- _Task instructions_: Reproduce every line of the records below verbatim, leaving the pictures out of your answer.

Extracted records
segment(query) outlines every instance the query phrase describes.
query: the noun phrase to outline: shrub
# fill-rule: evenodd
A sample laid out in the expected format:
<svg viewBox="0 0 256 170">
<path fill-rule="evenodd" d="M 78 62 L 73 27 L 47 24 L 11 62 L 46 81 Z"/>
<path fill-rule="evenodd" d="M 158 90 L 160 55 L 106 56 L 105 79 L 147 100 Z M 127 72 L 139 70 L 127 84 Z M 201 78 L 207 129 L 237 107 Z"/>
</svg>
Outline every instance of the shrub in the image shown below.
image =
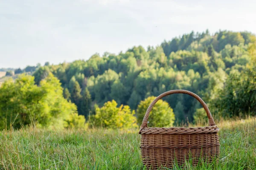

- _In response_:
segment(query) outlines every instance the query phrase describes.
query: the noun phrase to outline: shrub
# fill-rule: evenodd
A sample laid out in the expected format:
<svg viewBox="0 0 256 170">
<path fill-rule="evenodd" d="M 78 62 L 73 27 L 47 24 L 11 62 L 46 81 Z"/>
<path fill-rule="evenodd" d="M 158 90 L 160 55 L 106 56 L 105 79 L 147 100 Z M 127 72 L 139 70 L 127 84 Z M 201 78 L 207 129 L 237 107 Z"/>
</svg>
Outline every instance of the shrub in the image shown below.
image =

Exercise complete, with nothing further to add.